TEXT PROVIDED

:::::

Dee MC, is set to share her tale in a unique way with her crew of dancers at TED Talk for the second round. In this interview she discloses how her music is influenced by her personal life and surroundings, and why she choses to address dark skin discrimination and social injustice.

Read Excerpt:

Can you give us a preview of the topic you intend to emphasise at TEDxGateway?

Dee MC: I have something very special planned for my performance at TEDxGateway on the 4th of June at the NCPA in Mumbai. This is my second collaboration for a TED Talk and it will be quite different from my previous one which was a solo performance. This time I will be joined by my crew of dancers and we have created a theatrical performance piece which is a mix of spoken word poetry, hard-hitting rap as well as a choreography routine that ties it all together. Our message is one of unity and tolerance and the courage to speak the truth.

What does women empowerment mean to you? And how are you trying to raise awareness?

Dee MC: I am privileged enough to know what my rights are and women empowerment for me is extending the same privileges to those who believe they have no choice. Just by believing in myself, I have defied many norms of family and society alike who think women need to be safeguarded and stopped from daring to dream too big. I don’t feel the need to actively raise awareness about it at this point in my life. I believe I have done enough by setting an example for others to follow and moreover, I think it is high time we stop expecting women to be the only flag-bearers of change when it comes to female empowerment.

Why, of all the things you may portray through your music, do you choose to highlight dark skin prejudice and social injustice? Is it because you believe others are not doing enough?

Dee MC: All my work has been inspired by my own life or the people surrounding me. Hip Hop as a genre has grown as revolutionary art out of oppression. The storytelling aspect of it is what I fell in love with the most. Hence choosing to speak about my own vulnerabilities through my music is something that comes naturally to me. Comparing it to what others are doing or aren’t doing hasn’t been my way of doing things. I believe you have to be the change you want to see, and I see my art as a tool of communication to bring forth the kind of change I wish to see in this world. Which is a world that is kinder, open to vulnerability, and tolerant of each other’s differences.

Where do you get your musical inspiration?

:::::

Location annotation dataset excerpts

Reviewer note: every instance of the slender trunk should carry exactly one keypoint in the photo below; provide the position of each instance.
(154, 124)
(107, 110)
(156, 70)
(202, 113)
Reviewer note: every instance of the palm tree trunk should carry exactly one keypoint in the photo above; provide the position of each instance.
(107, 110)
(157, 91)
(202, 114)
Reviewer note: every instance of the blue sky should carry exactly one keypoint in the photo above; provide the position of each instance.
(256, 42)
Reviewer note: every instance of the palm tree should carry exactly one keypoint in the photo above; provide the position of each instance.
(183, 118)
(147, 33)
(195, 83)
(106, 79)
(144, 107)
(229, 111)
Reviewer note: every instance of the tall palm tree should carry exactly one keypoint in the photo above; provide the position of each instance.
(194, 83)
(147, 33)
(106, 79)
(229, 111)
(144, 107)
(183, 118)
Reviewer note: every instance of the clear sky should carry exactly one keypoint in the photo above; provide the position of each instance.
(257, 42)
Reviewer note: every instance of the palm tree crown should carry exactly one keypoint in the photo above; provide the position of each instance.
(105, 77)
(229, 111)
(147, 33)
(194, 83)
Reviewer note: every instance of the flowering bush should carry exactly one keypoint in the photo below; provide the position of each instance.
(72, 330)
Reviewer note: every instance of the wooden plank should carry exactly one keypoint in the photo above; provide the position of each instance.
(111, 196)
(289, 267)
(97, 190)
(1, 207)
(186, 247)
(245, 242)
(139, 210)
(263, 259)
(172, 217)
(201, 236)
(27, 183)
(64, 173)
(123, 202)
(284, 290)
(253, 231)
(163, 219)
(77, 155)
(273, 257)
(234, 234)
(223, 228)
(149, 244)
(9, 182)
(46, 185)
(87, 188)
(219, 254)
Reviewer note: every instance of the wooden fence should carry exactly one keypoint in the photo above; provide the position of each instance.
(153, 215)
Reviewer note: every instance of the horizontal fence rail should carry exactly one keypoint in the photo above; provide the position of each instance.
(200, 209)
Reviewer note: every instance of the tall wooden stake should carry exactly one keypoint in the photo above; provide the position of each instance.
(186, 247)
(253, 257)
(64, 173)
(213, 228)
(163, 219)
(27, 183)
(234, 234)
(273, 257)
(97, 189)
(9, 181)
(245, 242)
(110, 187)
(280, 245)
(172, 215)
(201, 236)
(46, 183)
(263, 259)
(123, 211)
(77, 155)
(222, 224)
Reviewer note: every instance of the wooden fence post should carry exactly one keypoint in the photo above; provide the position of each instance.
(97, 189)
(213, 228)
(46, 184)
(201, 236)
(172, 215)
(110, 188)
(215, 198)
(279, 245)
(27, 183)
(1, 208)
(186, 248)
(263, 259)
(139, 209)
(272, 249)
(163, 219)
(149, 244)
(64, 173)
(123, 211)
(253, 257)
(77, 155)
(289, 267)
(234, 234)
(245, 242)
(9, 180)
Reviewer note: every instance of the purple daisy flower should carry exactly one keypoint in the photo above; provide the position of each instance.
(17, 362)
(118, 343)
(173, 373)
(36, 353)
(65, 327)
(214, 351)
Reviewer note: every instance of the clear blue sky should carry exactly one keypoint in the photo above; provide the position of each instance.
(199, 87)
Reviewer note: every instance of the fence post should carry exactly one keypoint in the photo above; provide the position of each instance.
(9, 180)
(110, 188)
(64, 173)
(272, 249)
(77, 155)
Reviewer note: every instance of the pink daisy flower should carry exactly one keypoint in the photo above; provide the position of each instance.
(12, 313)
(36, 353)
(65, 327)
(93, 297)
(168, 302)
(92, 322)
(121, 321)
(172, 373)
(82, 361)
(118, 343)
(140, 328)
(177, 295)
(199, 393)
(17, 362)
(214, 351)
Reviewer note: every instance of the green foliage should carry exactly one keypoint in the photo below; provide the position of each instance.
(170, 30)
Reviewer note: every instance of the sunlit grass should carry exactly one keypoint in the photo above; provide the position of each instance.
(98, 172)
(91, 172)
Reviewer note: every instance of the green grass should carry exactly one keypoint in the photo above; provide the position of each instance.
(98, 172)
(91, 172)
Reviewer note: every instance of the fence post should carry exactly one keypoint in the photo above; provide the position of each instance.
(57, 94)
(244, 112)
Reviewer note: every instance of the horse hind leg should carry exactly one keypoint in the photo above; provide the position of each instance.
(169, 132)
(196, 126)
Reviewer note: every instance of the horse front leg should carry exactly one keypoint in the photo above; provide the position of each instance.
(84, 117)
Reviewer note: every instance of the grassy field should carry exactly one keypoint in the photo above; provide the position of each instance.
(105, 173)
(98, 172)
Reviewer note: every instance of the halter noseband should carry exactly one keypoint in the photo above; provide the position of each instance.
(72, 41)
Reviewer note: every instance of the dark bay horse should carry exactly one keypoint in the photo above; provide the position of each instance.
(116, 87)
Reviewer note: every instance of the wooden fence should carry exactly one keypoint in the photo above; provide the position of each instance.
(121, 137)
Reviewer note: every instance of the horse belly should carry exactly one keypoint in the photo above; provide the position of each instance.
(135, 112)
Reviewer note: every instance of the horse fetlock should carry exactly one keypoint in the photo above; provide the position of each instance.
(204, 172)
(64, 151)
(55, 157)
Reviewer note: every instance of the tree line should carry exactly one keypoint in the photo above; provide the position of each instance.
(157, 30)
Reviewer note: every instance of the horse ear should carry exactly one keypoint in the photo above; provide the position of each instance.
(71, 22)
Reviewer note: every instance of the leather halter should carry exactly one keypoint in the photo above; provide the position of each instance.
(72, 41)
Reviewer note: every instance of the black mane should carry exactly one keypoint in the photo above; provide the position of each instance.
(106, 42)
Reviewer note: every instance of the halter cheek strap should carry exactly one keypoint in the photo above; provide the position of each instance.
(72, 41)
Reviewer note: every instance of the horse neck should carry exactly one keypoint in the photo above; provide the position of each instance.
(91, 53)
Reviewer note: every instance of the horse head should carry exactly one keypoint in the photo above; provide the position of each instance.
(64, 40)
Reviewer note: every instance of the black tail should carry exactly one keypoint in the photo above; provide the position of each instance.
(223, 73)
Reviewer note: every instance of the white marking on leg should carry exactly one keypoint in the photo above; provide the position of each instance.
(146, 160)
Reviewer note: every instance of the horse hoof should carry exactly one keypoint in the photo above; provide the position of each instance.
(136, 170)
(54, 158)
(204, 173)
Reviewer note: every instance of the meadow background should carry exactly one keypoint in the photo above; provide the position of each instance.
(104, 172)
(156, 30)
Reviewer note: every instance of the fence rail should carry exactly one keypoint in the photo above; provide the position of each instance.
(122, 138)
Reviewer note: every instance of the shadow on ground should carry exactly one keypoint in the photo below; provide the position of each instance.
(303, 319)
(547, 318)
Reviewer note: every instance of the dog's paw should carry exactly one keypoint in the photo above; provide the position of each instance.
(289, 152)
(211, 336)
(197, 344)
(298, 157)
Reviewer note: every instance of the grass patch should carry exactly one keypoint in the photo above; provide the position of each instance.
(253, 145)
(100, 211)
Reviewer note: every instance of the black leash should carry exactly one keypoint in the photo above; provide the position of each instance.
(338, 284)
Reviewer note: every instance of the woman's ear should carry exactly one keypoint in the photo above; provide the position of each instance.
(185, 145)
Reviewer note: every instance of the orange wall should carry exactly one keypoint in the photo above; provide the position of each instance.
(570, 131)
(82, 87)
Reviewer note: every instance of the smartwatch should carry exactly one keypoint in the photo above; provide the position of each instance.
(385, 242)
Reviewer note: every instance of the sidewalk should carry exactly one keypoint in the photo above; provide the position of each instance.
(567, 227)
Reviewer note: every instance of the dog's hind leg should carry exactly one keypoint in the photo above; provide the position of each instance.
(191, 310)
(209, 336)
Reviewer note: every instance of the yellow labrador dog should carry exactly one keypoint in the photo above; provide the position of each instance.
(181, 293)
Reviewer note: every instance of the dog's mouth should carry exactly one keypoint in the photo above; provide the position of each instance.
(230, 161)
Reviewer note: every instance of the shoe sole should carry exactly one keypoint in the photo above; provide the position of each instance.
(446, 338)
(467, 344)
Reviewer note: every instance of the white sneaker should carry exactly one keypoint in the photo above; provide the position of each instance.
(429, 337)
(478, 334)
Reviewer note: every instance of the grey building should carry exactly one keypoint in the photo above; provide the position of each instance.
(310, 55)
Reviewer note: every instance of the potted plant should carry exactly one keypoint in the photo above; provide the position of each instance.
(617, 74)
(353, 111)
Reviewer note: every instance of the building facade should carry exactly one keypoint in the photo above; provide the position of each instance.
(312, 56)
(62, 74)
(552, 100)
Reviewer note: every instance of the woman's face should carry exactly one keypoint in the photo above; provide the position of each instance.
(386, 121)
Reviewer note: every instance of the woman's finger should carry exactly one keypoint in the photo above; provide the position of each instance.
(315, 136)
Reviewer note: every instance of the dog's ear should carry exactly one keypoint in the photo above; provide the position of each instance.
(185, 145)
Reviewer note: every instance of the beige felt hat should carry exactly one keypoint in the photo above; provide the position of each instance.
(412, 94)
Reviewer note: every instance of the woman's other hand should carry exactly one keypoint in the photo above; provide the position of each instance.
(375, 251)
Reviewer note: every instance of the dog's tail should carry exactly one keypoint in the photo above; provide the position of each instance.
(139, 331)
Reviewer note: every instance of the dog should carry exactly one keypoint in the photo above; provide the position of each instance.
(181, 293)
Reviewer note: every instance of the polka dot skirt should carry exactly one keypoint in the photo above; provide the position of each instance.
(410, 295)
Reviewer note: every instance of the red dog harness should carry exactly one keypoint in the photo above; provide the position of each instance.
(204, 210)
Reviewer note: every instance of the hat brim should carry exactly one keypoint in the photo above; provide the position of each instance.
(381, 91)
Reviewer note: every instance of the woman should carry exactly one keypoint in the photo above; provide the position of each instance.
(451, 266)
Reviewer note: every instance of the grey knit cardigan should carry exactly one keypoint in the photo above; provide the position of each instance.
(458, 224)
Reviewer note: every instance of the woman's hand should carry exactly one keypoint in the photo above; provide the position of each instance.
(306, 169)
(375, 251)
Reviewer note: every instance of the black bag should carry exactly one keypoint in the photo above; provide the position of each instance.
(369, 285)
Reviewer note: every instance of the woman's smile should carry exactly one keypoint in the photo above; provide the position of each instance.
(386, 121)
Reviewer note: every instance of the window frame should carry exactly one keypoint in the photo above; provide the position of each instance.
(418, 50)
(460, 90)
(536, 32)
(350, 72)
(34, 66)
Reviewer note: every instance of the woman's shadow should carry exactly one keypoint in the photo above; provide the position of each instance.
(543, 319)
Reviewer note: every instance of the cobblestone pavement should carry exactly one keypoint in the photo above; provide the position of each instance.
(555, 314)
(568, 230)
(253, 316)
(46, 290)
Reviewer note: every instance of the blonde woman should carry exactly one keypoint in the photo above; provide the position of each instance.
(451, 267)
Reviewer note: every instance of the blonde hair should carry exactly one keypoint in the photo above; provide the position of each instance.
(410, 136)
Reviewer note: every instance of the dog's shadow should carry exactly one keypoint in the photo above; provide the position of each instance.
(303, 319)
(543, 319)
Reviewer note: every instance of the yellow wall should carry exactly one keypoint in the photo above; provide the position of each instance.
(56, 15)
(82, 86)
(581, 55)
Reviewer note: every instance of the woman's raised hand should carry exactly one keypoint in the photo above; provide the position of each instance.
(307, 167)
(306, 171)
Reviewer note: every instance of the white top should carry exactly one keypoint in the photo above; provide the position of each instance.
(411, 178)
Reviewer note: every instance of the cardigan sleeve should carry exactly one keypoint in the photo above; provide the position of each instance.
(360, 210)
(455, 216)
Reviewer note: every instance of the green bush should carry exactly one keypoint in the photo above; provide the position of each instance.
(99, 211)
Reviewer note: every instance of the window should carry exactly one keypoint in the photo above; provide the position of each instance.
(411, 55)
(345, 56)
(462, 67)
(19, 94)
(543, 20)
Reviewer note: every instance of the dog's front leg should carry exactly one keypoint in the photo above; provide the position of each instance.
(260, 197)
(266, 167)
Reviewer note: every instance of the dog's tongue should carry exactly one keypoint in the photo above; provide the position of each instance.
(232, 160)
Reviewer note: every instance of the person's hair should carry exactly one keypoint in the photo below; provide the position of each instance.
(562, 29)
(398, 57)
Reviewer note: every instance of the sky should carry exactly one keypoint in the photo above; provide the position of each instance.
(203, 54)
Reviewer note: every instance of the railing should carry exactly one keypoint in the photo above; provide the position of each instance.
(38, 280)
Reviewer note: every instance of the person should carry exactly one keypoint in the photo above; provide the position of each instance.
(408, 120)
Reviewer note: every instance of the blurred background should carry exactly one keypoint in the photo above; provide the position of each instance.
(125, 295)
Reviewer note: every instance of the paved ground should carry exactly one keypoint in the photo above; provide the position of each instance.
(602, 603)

:::::

TASK REQUIREMENTS
(1) Answer these from the Dee MC interview:
(a) On what date and at what venue is the TEDxGateway performance scheduled?
(b) What three things does the planned performance combine?
(c) What does Dee MC say Hip Hop grew out of?
(2) Reproduce the passage of the Dee MC interview that starts at the words "Dee MC: All" and stops after "each other’s differences.".
(3) Translate this sentence from the Dee MC interview into Spanish: "Our message is one of unity and tolerance and the courage to speak the truth."

EXPECTED RESPONSES
(1)
(a) The 4th of June, at the NCPA in Mumbai.
(b) Spoken word poetry, hard-hitting rap, and a choreography routine.
(c) Oppression.

(2)
Dee MC: All my work has been inspired by my own life or the people surrounding me. Hip Hop as a genre has grown as revolutionary art out of oppression. The storytelling aspect of it is what I fell in love with the most. Hence choosing to speak about my own vulnerabilities through my music is something that comes naturally to me. Comparing it to what others are doing or aren’t doing hasn’t been my way of doing things. I believe you have to be the change you want to see, and I see my art as a tool of communication to bring forth the kind of change I wish to see in this world. Which is a world that is kinder, open to vulnerability, and tolerant of each other’s differences.

(3) Nuestro mensaje es de unidad y tolerancia y del valor de decir la verdad.